Both are valid depending on numerical properties of the problem.

In any case, we linearise the problem around \boldsymbol{\delta} = \mathbf 0.

Let the Jacobian matrix be:

19 \displaystyle{\begin{align}\mathbf J = \left. \frac{\partial}{\partial \boldsymbol{\delta}} \mathbf F(\mathbf S \oplus \boldsymbol{\delta}) \right]_{\boldsymbol{\delta} = 0}.\end{align}}

Then we can solve \boldsymbol{\delta} using Gauss-Newton:

20 \displaystyle{\begin{align}\mathbf J^T \mathbf J \boldsymbol{\delta}_\text{GN} = -\mathbf J^T \mathbf F\end{align}}

or steepest descent:

21 \displaystyle{\begin{align}\boldsymbol{\delta}_\text{s} = -\mathbf J^T \mathbf F\end{align}}

or more sophisticated algorithms. In practice, we use Powell’s Dog Leg. The update is

22 \displaystyle{\begin{align}\boldsymbol{\delta} = c_\text{GN} \boldsymbol{\delta}_\text{GN} + c_\text{s} \boldsymbol{\delta}_\text{s}\end{align}}

where scalar weights c_\text{GN}, c_\text{s} are chosen such that \|\boldsymbol{\delta} \| \leq \Delta where the scalar parameter \Delta is the radius of the trust region. When \Delta is small, the problem is behaving badly and the quadratic approximation that Gauss-Newton uses is not very valid. In this case, c_\text{GN} is zero, allowing the optimiser to take timid steps along the steepest descent direction. When \Delta is large, the quadratic approximation is good and we take bigger steps in the Gauss-Newton direction.

Heuristics are used to determine when to increase \Delta and when to decrease it.

3.1 Optimisation under uncertainty

When uncertainty is present, the data is associated with some covariance matrix \boldsymbol{\Sigma} which is an n\times n matrix where n is the sise of the residual. The Gauss-Newton update then becomes:

23 \displaystyle{\begin{align}\mathbf J^T \boldsymbol{\Sigma}^{-1} \mathbf J \boldsymbol{\delta} = -\mathbf J^T \boldsymbol{\Sigma}^{-1} \mathbf F\end{align}}

The matrix \boldsymbol{\Sigma}^{-1} is also sometimes called the information matrix. In practice, it is useful to factor this matrix, for example, by taking the matrix square root. Let \mathbf W = \boldsymbol{\Sigma}^{-\frac{1}{2}}, then,

24 \displaystyle{\begin{align}(\mathbf W\mathbf J)^T (\mathbf W\mathbf J) \boldsymbol{\delta} = -(\mathbf W \mathbf J)^T (\mathbf W \mathbf F).\end{align}}

In other words, we just pre-multiply the Jacobian and residual by a weight matrix. This is a form of whitening. In the common case where \boldsymbol{\Sigma} is a diagonal matrix, we simply divide each row of the Jacobian and the residual by the standard deviation.

•••••

● **Objective 1**:
Rewrite the optimization passage starting at the words "or more sophisticated" and stopping after "the Gauss-Newton direction.", putting "cautious" in place of "timid".
● **Objective 2**:
For each statement, say whether the optimization passage agrees with it. Answer yes or no, and quote the words that decide it. (a) In practice, Powell’s Dog Leg is used. (b) When the trust region is small, the Gauss-Newton weight is set to one. (c) Pre-multiplying the Jacobian and residual by a weight matrix is described as a form of smoothing.
● **Objective 3**:
According to the optimization passage, what determines when the trust-region radius is increased or decreased?
The records were taken from a different source than the optimization passage.

Collection entries:
•••••

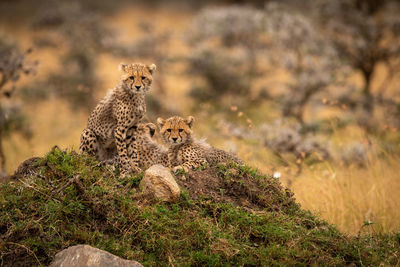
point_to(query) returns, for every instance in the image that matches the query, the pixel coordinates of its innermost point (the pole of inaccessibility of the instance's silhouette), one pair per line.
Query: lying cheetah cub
(185, 152)
(122, 108)
(149, 151)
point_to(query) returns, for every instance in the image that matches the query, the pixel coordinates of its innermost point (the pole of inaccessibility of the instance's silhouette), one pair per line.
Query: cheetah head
(137, 77)
(146, 129)
(176, 130)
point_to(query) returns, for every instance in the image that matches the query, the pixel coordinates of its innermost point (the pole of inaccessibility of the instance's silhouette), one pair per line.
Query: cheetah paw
(180, 168)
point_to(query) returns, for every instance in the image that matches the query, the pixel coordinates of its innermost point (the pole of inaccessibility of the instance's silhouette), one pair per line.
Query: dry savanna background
(306, 91)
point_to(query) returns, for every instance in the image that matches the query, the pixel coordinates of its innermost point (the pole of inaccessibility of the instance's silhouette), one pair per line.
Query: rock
(87, 256)
(159, 183)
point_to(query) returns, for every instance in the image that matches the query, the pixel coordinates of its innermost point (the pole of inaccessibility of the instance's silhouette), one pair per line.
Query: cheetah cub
(122, 108)
(140, 140)
(184, 151)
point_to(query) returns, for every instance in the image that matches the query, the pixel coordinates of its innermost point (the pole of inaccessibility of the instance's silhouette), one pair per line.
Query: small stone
(87, 256)
(159, 183)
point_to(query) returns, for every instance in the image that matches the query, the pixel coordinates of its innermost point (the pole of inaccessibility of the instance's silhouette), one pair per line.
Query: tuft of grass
(70, 200)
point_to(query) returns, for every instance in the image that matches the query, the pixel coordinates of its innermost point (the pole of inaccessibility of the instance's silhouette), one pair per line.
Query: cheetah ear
(152, 128)
(190, 121)
(152, 68)
(122, 67)
(160, 122)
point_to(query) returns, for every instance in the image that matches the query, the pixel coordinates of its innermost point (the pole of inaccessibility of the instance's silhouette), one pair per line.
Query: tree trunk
(368, 99)
(2, 157)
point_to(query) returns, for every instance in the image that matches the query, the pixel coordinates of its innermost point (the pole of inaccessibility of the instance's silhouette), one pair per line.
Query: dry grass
(345, 196)
(351, 197)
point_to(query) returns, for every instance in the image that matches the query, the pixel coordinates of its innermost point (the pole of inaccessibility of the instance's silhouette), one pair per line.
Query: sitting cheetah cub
(185, 152)
(122, 108)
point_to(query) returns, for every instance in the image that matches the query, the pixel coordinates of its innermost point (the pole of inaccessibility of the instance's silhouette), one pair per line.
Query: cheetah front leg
(127, 164)
(190, 165)
(89, 143)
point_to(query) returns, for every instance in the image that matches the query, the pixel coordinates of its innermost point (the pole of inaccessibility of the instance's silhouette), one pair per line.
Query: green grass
(72, 201)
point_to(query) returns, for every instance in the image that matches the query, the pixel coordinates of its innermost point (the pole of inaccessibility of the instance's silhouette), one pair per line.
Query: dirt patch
(241, 188)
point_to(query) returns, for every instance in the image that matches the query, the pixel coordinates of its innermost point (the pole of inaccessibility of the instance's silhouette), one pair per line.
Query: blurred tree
(81, 34)
(225, 42)
(366, 33)
(13, 65)
(300, 48)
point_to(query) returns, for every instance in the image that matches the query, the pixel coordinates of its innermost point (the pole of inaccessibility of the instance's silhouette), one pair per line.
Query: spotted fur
(121, 109)
(186, 152)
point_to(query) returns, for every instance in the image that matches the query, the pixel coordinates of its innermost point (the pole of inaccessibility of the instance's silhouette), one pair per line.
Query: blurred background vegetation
(306, 90)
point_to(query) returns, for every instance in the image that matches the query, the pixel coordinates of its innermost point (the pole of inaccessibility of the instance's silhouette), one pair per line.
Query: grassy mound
(226, 216)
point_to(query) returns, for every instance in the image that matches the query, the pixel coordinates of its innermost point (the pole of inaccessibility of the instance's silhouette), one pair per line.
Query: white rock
(159, 183)
(87, 256)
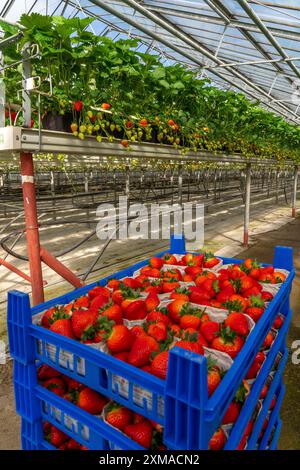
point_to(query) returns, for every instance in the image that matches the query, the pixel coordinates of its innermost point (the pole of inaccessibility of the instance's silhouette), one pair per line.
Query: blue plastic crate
(189, 416)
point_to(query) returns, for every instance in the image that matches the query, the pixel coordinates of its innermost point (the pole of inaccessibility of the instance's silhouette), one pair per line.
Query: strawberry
(113, 313)
(136, 310)
(228, 341)
(141, 351)
(209, 330)
(47, 372)
(155, 262)
(238, 323)
(83, 321)
(189, 321)
(169, 259)
(158, 331)
(90, 401)
(78, 105)
(157, 316)
(55, 385)
(63, 327)
(119, 339)
(175, 308)
(152, 301)
(56, 437)
(140, 433)
(52, 315)
(213, 376)
(82, 302)
(118, 416)
(99, 290)
(232, 413)
(159, 365)
(218, 440)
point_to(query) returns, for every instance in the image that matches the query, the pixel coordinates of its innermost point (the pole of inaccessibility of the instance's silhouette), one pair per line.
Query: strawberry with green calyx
(228, 341)
(256, 307)
(214, 375)
(119, 339)
(118, 416)
(141, 351)
(63, 327)
(52, 315)
(238, 323)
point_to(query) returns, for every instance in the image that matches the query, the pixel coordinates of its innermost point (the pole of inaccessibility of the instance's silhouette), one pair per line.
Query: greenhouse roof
(250, 46)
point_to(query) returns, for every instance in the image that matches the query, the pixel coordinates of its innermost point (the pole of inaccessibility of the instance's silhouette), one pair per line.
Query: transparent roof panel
(251, 46)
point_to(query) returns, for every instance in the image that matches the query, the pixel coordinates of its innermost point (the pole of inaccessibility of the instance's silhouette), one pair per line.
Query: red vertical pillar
(32, 231)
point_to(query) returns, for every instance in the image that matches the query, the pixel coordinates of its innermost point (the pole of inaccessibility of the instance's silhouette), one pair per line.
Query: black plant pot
(57, 122)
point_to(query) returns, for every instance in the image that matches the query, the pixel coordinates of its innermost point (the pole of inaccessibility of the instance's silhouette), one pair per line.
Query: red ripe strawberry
(141, 433)
(232, 413)
(136, 310)
(141, 351)
(113, 313)
(138, 330)
(63, 327)
(78, 105)
(91, 401)
(56, 437)
(190, 346)
(169, 259)
(119, 339)
(238, 323)
(169, 286)
(52, 315)
(98, 302)
(152, 301)
(218, 440)
(159, 365)
(189, 321)
(82, 321)
(157, 316)
(278, 322)
(174, 309)
(114, 284)
(55, 385)
(99, 290)
(228, 341)
(158, 331)
(156, 262)
(123, 356)
(213, 376)
(209, 330)
(199, 296)
(118, 416)
(46, 372)
(266, 296)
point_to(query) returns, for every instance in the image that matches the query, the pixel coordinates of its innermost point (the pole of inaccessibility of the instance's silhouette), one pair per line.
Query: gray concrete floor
(270, 226)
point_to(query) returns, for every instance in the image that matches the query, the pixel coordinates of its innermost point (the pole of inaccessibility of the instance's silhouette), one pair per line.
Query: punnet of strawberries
(188, 301)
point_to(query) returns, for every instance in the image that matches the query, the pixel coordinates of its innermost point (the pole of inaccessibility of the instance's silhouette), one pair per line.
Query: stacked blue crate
(180, 403)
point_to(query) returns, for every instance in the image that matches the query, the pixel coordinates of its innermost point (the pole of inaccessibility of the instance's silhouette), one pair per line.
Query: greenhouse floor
(262, 249)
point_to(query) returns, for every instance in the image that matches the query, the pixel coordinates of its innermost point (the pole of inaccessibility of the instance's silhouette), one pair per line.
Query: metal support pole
(32, 230)
(247, 205)
(294, 198)
(180, 184)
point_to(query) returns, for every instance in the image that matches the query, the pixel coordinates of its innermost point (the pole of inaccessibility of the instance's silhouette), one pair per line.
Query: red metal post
(60, 268)
(32, 230)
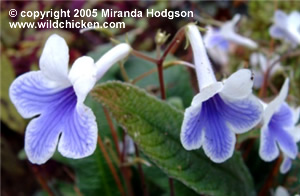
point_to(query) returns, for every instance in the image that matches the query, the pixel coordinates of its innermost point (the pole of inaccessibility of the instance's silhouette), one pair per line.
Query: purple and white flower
(281, 191)
(220, 110)
(286, 27)
(295, 132)
(55, 97)
(218, 40)
(260, 65)
(278, 122)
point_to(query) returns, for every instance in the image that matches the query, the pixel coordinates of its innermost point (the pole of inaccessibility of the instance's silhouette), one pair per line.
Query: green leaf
(155, 127)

•••••

● **Final answer 1**:
or more sophisticated algorithms. In practice, we use Powell’s Dog Leg. The update is

22 \displaystyle{\begin{align}\boldsymbol{\delta} = c_\text{GN} \boldsymbol{\delta}_\text{GN} + c_\text{s} \boldsymbol{\delta}_\text{s}\end{align}}

where scalar weights c_\text{GN}, c_\text{s} are chosen such that \|\boldsymbol{\delta} \| \leq \Delta where the scalar parameter \Delta is the radius of the trust region. When \Delta is small, the problem is behaving badly and the quadratic approximation that Gauss-Newton uses is not very valid. In this case, c_\text{GN} is zero, allowing the optimiser to take cautious steps along the steepest descent direction. When \Delta is large, the quadratic approximation is good and we take bigger steps in the Gauss-Newton direction.

● **Final answer 2**:
(a) Yes: "In practice, we use Powell’s Dog Leg."
(b) No: "In this case, c_\text{GN} is zero"
(c) No: "This is a form of whitening."

● **Final answer 3**:
Heuristics.